• [Exercise]: Can you reproduce the polyvagal theory text word for word, from "What is the" up to and including "amounts of stress."?
┌─ Extracted text
What is the Polyvagal Theory?
Stephen Porges developed the polyvagal theory, which explains our nervous system’s response to stress or danger. Once we understand those three parts, we can see why and how we react to high amounts of stress.
It describes a three part hierarchical system. The first, the ventral vagal is described as a safety system or green zone. The second is activation. This is the sympathetic nervous system getting us ready for fight or flight imaged as the yellow zone. The third system is the dorsal vagal, which is immobilization or freeze imagined as an immobilized red zone.
The theory describes how we assess stress or danger based on cues in the environment. If we begin to sense stress, our sympathetic or activation system begins to kick in. Then we attempt to engage our ventral vagal or social engagement system (the green zone). If that doesn’t work, the threat persists or intensifies we employ our activation system. We get ready to take action. Our heart rate increases to prepare us for fight or flight. Then if the threat is too large or we can’t escape the system of last resort, the dorsal vagal takes over.
A Story About a Gazelle
Animals are a great example of how we handle stress, because they react primally, without awareness. The animals do what we would do, if we were not well tamed.
If you have ever watched the video of the cheetah, gazelle and hyena, you’ve seen the cheetah chasing a gazelle. The gazelle runs as fast as it can (sympathetic nervous system), until it is caught. When it is caught, the gazelle instantly goes limp (parasympathetic nervous system).
└─
┌─ Raw data
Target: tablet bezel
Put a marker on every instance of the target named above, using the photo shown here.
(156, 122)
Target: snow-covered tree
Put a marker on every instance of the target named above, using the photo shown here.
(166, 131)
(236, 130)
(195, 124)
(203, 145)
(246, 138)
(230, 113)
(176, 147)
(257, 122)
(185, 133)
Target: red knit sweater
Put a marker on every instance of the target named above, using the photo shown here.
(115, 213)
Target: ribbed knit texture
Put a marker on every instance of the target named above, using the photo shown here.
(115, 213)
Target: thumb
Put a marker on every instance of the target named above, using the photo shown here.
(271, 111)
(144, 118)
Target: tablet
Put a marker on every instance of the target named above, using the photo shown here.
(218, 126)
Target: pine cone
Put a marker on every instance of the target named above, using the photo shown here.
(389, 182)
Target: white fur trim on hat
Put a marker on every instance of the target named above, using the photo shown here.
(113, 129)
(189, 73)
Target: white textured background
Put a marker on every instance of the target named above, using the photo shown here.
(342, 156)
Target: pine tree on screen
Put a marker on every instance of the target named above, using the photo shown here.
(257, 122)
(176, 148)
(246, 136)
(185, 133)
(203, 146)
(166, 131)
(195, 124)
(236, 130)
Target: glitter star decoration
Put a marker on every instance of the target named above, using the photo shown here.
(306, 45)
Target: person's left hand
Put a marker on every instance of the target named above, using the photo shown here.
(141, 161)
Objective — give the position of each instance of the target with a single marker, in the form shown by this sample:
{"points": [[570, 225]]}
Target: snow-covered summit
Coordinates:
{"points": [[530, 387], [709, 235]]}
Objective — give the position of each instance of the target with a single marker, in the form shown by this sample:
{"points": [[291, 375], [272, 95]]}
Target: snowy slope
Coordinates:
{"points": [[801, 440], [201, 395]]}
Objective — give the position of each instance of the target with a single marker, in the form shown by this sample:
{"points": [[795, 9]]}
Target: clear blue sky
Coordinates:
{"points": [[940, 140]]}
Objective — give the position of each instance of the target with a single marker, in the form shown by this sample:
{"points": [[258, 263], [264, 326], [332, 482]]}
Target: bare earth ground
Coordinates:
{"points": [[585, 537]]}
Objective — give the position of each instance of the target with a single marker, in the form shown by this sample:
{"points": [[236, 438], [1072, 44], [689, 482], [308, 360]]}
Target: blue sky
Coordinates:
└─
• [Result of this exercise]:
What is the Polyvagal Theory?
Stephen Porges developed the polyvagal theory, which explains our nervous system’s response to stress or danger. Once we understand those three parts, we can see why and how we react to high amounts of stress.